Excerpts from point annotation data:
* * *

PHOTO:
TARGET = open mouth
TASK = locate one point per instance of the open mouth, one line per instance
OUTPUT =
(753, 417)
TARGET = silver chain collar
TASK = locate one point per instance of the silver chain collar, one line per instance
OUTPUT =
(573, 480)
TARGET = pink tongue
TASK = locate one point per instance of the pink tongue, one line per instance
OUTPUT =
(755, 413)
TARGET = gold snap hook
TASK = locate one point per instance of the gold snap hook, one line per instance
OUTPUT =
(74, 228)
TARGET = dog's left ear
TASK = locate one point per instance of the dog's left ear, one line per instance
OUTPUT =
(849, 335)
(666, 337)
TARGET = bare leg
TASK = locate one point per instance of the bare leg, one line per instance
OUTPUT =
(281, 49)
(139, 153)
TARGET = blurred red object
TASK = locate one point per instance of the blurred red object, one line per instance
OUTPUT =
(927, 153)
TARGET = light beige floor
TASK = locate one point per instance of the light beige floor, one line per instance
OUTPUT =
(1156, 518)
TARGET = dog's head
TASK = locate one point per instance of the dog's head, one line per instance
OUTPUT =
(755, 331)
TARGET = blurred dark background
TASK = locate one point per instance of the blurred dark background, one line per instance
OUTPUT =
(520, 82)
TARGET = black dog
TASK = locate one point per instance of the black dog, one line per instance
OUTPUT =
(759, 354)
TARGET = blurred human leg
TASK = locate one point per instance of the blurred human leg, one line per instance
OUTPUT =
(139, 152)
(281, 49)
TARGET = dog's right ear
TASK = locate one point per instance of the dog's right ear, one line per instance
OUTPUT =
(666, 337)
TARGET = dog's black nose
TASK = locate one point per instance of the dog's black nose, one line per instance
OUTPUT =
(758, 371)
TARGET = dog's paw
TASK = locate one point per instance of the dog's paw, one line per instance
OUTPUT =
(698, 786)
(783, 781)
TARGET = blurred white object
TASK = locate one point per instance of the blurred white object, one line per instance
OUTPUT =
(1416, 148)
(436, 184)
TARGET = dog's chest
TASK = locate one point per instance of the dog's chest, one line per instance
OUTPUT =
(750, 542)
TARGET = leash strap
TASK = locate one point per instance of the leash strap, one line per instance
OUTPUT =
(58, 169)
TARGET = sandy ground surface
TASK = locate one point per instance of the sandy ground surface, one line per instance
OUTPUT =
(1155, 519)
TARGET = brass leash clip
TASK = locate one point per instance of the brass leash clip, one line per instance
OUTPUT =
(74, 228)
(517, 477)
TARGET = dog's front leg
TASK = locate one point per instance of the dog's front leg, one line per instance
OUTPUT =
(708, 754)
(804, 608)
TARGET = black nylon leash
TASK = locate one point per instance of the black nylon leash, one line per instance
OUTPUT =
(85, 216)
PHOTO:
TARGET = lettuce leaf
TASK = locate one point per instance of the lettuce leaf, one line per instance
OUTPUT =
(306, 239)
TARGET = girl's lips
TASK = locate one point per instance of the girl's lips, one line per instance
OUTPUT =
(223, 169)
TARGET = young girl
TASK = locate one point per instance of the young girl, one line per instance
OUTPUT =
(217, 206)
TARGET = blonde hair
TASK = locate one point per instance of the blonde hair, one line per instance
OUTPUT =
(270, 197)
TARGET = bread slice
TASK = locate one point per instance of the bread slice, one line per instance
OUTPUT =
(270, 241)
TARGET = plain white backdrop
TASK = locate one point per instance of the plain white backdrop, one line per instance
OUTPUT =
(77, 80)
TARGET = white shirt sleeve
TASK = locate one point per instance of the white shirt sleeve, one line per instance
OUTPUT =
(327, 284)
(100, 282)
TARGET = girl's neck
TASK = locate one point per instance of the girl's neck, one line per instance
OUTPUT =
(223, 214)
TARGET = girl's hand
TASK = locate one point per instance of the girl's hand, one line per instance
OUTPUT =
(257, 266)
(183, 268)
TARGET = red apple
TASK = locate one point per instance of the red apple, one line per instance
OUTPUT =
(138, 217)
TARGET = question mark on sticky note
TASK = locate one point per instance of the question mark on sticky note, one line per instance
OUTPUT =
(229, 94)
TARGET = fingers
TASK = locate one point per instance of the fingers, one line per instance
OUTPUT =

* * *

- _BRIEF_
Write every answer line for all of the material above as a JSON list of strings, with one string per line and no blank lines.

- _EXERCISE RESPONSE_
[
  "PHOTO:",
  "TARGET = open mouth",
  "TASK = locate one point per instance of the open mouth, one line per instance",
  "OUTPUT =",
  "(753, 417)",
  "TARGET = silver chain collar",
  "TASK = locate one point per instance of the silver chain collar, one line per instance",
  "OUTPUT =",
  "(573, 480)",
  "TARGET = pink tongue",
  "TASK = locate one point per instance of the pink tongue, one line per instance",
  "OUTPUT =",
  "(755, 413)",
  "TARGET = gold snap hook",
  "TASK = locate one point per instance of the gold snap hook, one line per instance",
  "OUTPUT =",
  "(74, 228)",
  "TARGET = dog's left ear",
  "TASK = locate one point per instance of the dog's left ear, one line per instance",
  "OUTPUT =",
  "(849, 335)",
  "(666, 337)",
  "TARGET = bare leg",
  "TASK = locate one point per instance of the bare leg, one line per instance",
  "OUTPUT =",
  "(281, 49)",
  "(139, 153)",
  "TARGET = blurred red object",
  "TASK = locate one point per instance of the blurred red object, one line per instance",
  "OUTPUT =",
  "(927, 153)",
  "TARGET = light beige floor",
  "TASK = locate one point per instance of the light beige floor, one line per instance",
  "OUTPUT =",
  "(1156, 518)",
  "TARGET = dog's head",
  "TASK = locate one point per instance of the dog's head, one line per instance",
  "OUTPUT =",
  "(755, 331)",
  "TARGET = blurred dark background",
  "TASK = locate one point per instance of the blurred dark background, one line per instance",
  "OUTPUT =",
  "(520, 82)",
  "TARGET = black dog",
  "TASK = locate one point per instance of the black dog, one line per instance",
  "OUTPUT =",
  "(759, 354)",
  "TARGET = blurred human leg",
  "TASK = locate one point per instance of the blurred human leg, one line per instance",
  "OUTPUT =",
  "(139, 152)",
  "(281, 49)",
  "TARGET = dog's right ear",
  "TASK = locate one point per instance of the dog's right ear, one line per instance",
  "OUTPUT =",
  "(666, 337)",
  "TARGET = dog's black nose",
  "TASK = locate one point per instance of the dog's black nose, one line per instance",
  "OUTPUT =",
  "(758, 371)",
  "TARGET = dog's paw",
  "TASK = locate one point per instance of the dog's paw, one line per instance",
  "OUTPUT =",
  "(698, 786)",
  "(783, 781)",
  "TARGET = blurred white object",
  "TASK = locate one point per instance of the blurred white object, one line per instance",
  "OUTPUT =",
  "(1416, 148)",
  "(436, 184)",
  "TARGET = dog's chest",
  "TASK = locate one point per instance of the dog's chest, one line per instance",
  "OUTPUT =",
  "(750, 542)",
  "TARGET = leash strap",
  "TASK = locate one point per instance of the leash strap, one line per instance",
  "OUTPUT =",
  "(58, 169)",
  "TARGET = sandy ground surface",
  "TASK = locate one point per instance of the sandy ground surface, one line per instance",
  "OUTPUT =",
  "(1155, 519)",
  "TARGET = brass leash clip",
  "TASK = locate one point per instance of the brass leash clip, one line per instance",
  "OUTPUT =",
  "(74, 228)",
  "(517, 477)",
  "TARGET = dog's front leg",
  "TASK = locate one point per instance of the dog's front leg, one line per instance",
  "OUTPUT =",
  "(708, 754)",
  "(804, 608)",
  "TARGET = black nylon leash",
  "TASK = locate one point per instance of the black nylon leash, one line per instance",
  "OUTPUT =",
  "(85, 216)",
  "PHOTO:",
  "TARGET = lettuce leaf",
  "TASK = locate one point per instance of the lettuce leaf, one line per instance",
  "OUTPUT =",
  "(306, 239)",
  "TARGET = girl's lips",
  "TASK = locate one point per instance of the girl's lips, one line per instance",
  "OUTPUT =",
  "(223, 169)",
  "TARGET = young girl",
  "TASK = locate one point per instance of the young girl, one line per instance",
  "OUTPUT =",
  "(217, 206)",
  "TARGET = blonde hair",
  "TASK = locate one point per instance of the blonde hair, one line per instance",
  "OUTPUT =",
  "(270, 197)",
  "TARGET = bread slice",
  "TASK = locate one point per instance of the bread slice, one line per instance",
  "OUTPUT =",
  "(270, 241)",
  "TARGET = plain white backdrop",
  "TASK = locate one point per instance of the plain white backdrop, one line per instance",
  "OUTPUT =",
  "(77, 80)",
  "TARGET = white shirt sleeve",
  "TASK = locate one point per instance of the white shirt sleeve, one line per instance",
  "OUTPUT =",
  "(327, 284)",
  "(100, 282)",
  "TARGET = girl's neck",
  "TASK = locate one point per instance of the girl's neck, one line per instance",
  "OUTPUT =",
  "(223, 214)",
  "TARGET = girl's hand",
  "TASK = locate one point per instance of the girl's hand, one line per instance",
  "OUTPUT =",
  "(257, 266)",
  "(183, 268)",
  "TARGET = red apple",
  "TASK = locate one point per instance of the red apple, one line per instance",
  "OUTPUT =",
  "(138, 217)",
  "TARGET = question mark on sticky note",
  "TASK = locate one point per instance of the question mark on sticky note, one line per instance",
  "OUTPUT =",
  "(229, 94)",
  "TARGET = fingers",
  "TASK = locate one point per instance of the fingers, one line per instance",
  "OUTPUT ="
]